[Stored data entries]
[Start of Attachment]

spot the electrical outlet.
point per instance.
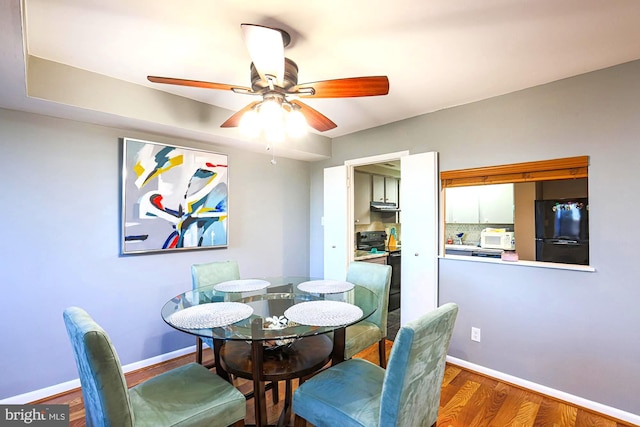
(475, 334)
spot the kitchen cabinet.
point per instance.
(362, 198)
(495, 204)
(385, 189)
(378, 260)
(481, 204)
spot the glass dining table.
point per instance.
(272, 329)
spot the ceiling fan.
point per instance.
(274, 79)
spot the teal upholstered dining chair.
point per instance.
(211, 273)
(359, 393)
(189, 395)
(377, 278)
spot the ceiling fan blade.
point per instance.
(195, 83)
(234, 120)
(266, 49)
(315, 119)
(346, 88)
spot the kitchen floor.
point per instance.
(393, 324)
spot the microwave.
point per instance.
(495, 239)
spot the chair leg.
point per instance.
(382, 352)
(198, 350)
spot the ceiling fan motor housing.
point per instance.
(290, 78)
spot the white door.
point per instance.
(419, 271)
(335, 223)
(419, 237)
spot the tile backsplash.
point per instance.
(471, 231)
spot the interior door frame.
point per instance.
(351, 165)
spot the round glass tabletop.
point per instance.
(259, 313)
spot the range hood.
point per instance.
(384, 207)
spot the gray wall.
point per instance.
(60, 210)
(572, 331)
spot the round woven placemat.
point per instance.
(210, 315)
(323, 313)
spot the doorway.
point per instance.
(419, 194)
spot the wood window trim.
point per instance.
(545, 170)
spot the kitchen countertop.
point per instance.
(471, 248)
(360, 255)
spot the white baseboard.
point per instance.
(576, 400)
(70, 385)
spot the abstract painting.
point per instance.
(173, 198)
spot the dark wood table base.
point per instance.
(301, 359)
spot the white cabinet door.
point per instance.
(361, 198)
(419, 269)
(378, 188)
(461, 205)
(495, 204)
(391, 189)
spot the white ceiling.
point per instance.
(437, 54)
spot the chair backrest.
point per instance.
(413, 380)
(104, 388)
(212, 273)
(377, 278)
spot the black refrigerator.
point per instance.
(562, 231)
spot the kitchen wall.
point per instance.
(60, 201)
(570, 331)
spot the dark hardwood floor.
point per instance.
(468, 400)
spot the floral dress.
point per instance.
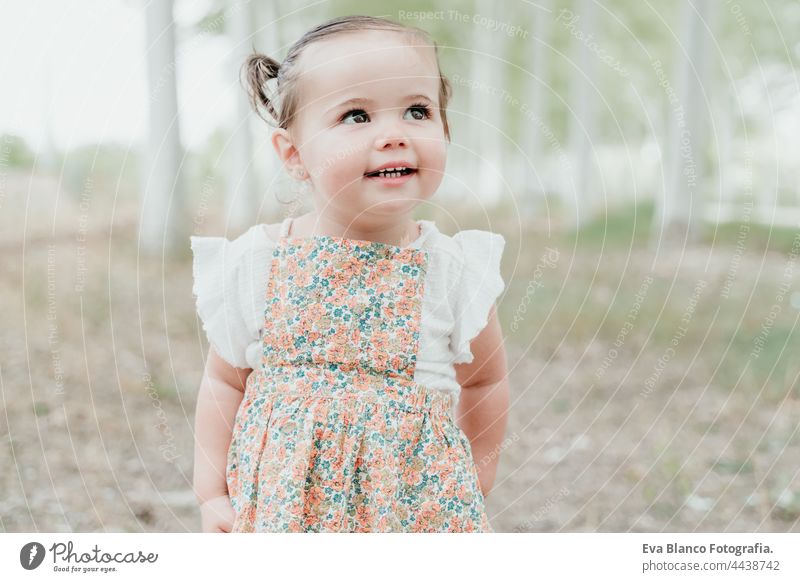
(333, 434)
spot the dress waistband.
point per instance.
(336, 381)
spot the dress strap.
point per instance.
(285, 226)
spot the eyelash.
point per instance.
(425, 108)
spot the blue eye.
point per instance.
(357, 115)
(419, 111)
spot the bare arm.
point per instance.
(482, 410)
(221, 392)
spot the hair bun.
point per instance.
(256, 71)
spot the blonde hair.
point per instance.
(259, 69)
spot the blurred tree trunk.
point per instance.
(487, 109)
(242, 197)
(582, 188)
(532, 180)
(679, 211)
(163, 192)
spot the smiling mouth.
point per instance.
(391, 173)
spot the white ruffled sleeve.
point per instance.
(479, 285)
(229, 286)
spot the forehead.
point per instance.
(357, 63)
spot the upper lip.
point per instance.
(393, 164)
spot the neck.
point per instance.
(400, 233)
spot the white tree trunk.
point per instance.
(679, 210)
(582, 192)
(163, 194)
(532, 185)
(487, 107)
(242, 199)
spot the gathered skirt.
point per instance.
(327, 448)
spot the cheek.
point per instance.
(338, 161)
(435, 155)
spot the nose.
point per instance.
(391, 137)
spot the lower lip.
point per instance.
(391, 181)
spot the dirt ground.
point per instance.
(102, 355)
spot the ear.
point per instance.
(288, 153)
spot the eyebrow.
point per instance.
(361, 101)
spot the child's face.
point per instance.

[End of Attachment]

● What is expected
Wherever the string "chair" appears in a line above, copy that line.

● Finished task
spot the teal upholstered dining chair.
spot the chair leg.
spot the chair backrest.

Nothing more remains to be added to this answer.